Task item: Write a continuation of the personal essay below on beauty standards and body hair, starting after its final sentence.

Text excerpt:
Do you think about beauty? Apparently it is a huge issue in the Twenty- First Century. I was at a children’ dance show and children were putting on make-up and videoing themselves. They were going to share this video on social media. It is this perfect image that concerns me and it seems like many others also, as in a BBC news article a blogger talks about her relationship with beauty and what happened when she took off her make-up and showed her skin. She received abuse and people told her she was ugly. Is this right?
I had a similar experience as a teenager, but mine was the issue of dark, thick body hair. So should girls who have gone through puberty have body hair or not? At school, I was showering after swimming and one of the other girls stared at me and pointed at my legs. She said, “you’ll never be a fast swimmer with such hairy legs. Don’t you know how to remove body hair?” I didn’t say anything, instead I run in to my cubicle and dried myself as fast as I could and got dressed, so I didn’t have to face this girl again. But her words played over and over in my head. Why did I have such hairy legs? How do you remove body hair? I was going through puberty so life was incredibly confusing and I didn’t know what way to turn. I knew that my Mum had body hair but I didn’t feel like I could talk to her. I went through lots of different ways of removing body hair from waxing, where my skin bled; buying an epilator with money I had earnt from chores and babysitting, which also made my skin bled and was agony; and then the type I use for over a decade – a razor, this was not free from pain, as I use to cut myself by accident and I would walk around with pieces of tissue on my legs. Why did I and these other women feel they had to remove their body hair?

Data listing:
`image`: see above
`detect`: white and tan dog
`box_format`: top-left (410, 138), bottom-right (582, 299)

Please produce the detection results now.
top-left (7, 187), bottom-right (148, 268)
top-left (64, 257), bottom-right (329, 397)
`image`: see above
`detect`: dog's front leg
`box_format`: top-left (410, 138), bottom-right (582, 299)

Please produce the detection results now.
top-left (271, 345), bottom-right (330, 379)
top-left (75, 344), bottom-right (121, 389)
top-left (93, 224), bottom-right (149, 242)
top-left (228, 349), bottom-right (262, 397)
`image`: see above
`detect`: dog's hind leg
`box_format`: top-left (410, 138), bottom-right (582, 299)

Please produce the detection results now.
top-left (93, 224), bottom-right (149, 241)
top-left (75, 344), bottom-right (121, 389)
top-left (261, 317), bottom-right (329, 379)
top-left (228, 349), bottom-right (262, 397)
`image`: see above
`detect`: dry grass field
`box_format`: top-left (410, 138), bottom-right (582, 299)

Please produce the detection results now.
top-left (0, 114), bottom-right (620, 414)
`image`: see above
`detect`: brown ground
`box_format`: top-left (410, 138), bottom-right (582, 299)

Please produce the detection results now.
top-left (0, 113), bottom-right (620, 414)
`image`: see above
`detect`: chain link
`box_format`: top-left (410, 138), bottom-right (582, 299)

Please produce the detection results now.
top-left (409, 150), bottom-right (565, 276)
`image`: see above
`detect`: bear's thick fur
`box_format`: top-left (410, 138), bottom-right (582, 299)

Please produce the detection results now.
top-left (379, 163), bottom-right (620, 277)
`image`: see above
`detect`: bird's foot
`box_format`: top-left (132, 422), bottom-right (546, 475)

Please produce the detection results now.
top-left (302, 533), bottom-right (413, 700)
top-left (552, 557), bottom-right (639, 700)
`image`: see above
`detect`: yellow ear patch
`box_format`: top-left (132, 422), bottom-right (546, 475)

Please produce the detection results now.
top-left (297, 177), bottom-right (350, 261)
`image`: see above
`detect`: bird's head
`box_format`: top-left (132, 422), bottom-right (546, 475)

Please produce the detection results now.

Result of this exercise:
I believe the Western societies have a fascination with the pre-pubescent female form. This is why a woman is more beautiful if she has no body hair, no wrinkles and a pert body. Why do we believe in skin deep beauty? Is it because of TV and our shallow appreciation of a human being? Is it because the media bombards us with perfect forms? A fashion model gave a TED talk about her perception of looks and she believed it was the legacy of her genes that were chosen over generations. I think this is incredibly brave of her to talk about and it would be great to watch if you are interested in beauty. However, why don’t we talk about other important issues that I have raised in this blog and I believe make me the woman I am today.
What has happened to valuing other parts of the human form? In this TED talk, the image of beauty is challenged, as only part of a human beings contribution. Meghan Ramsey identifies other areas of self that needs to develop such as education, family life, and hobbies rather than focussing on appreance. From my knowledge of other cultures, the female form is recognised at different stages in her life for her role as a mother, a carer, an enabler. I believe this is starting to be lost and it worries me. This issue was recognised by Helen of Troy, when she said, ‘if only I could shed my beauty and assume an uglier aspect, the way you wipe colour from a statue.’ (see exhibition at British Museum, London). So in the 21st Century where should the issue of beauty stand?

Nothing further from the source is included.